(Coordinate labeling data)

---------------

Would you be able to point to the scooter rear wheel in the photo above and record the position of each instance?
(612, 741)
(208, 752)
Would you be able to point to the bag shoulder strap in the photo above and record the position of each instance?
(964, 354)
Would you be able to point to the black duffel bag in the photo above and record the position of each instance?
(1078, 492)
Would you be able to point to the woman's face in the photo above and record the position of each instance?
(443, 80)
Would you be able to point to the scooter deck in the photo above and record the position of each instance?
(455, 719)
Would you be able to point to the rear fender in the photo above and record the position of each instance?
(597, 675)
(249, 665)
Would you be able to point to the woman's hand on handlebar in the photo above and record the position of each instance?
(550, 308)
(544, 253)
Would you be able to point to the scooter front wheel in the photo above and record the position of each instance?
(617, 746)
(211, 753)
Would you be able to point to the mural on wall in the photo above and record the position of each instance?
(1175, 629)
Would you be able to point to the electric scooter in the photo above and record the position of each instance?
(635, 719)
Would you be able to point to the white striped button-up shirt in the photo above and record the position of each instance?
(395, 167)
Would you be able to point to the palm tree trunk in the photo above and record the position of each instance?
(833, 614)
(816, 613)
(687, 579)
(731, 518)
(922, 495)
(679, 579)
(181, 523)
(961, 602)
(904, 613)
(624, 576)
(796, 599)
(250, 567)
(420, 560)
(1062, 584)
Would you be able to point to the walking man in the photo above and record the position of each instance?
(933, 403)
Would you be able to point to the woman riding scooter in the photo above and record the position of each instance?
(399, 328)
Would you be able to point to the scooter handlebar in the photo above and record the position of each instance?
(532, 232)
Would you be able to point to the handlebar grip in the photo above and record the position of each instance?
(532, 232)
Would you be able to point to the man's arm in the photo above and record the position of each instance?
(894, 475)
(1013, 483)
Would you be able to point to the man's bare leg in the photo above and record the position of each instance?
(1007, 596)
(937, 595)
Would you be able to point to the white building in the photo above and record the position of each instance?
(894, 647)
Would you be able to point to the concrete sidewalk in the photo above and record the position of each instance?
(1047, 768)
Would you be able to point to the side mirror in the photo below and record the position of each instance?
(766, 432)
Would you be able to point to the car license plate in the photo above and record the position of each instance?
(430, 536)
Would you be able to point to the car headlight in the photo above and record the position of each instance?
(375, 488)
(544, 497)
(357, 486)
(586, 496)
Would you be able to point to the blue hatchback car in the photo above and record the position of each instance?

---------------

Written task: Rewrite the stretch of the data from its start through the line containing "(1078, 492)", replacing "shoulder strap" with "carry strap" and leaving everything else unchanged.

Reply:
Would you be able to point to the scooter rear wheel in the photo above and record the position of each instance?
(612, 741)
(208, 752)
Would you be able to point to the bag carry strap in the photo above and record the position of each instance?
(964, 354)
Would you be able to point to the black duffel bag in the photo above and record the position of each instance?
(1078, 492)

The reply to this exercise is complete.